Top of DATA SHOWN

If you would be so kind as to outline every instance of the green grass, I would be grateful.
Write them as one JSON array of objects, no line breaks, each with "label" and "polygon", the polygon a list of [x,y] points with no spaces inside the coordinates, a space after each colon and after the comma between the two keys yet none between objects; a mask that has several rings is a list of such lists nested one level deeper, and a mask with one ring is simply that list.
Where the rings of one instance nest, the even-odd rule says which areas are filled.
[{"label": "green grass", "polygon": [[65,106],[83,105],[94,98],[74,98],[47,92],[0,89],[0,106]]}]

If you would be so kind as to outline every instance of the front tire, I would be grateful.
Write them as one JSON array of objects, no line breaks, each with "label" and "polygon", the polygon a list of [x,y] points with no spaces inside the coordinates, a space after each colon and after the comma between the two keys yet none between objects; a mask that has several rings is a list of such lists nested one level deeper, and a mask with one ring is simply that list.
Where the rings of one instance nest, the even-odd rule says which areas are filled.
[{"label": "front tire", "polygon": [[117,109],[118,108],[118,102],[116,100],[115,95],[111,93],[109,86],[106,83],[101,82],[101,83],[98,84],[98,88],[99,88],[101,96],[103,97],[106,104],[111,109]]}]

Bottom of DATA SHOWN

The complete material must be repeated exactly.

If you would be so kind as to outline every instance of the green grass, I would be grateful.
Write them as one JSON array of objects, no line breaks, each with "label" and "polygon", the polygon a list of [x,y] points with no spaces inside the coordinates, a space after each colon and after the comma between the two keys yet none between objects; a mask that has several rings is a list of such lists nested one level deeper, and a mask with one ring is simply that list.
Where the rings of one instance nest, the even-odd rule says which areas are filled.
[{"label": "green grass", "polygon": [[65,106],[83,105],[94,98],[74,98],[47,92],[0,89],[0,106]]}]

If you would be so kind as to outline every instance of the front tire, I would be grateful.
Write them as one JSON array of objects, no line breaks, each with "label" and "polygon", the polygon a list of [x,y] points with no spaces inside the coordinates, a space after each colon and after the comma between the two keys yet none between objects; a mask that has several rings is a list of such lists nested one level deeper, and a mask with one ring is simply that list.
Where the rings of one instance nest, the even-odd rule says which areas are filled.
[{"label": "front tire", "polygon": [[117,109],[118,108],[118,102],[116,100],[115,95],[111,93],[109,86],[106,83],[101,82],[101,83],[98,84],[98,88],[99,88],[101,96],[103,97],[106,104],[111,109]]}]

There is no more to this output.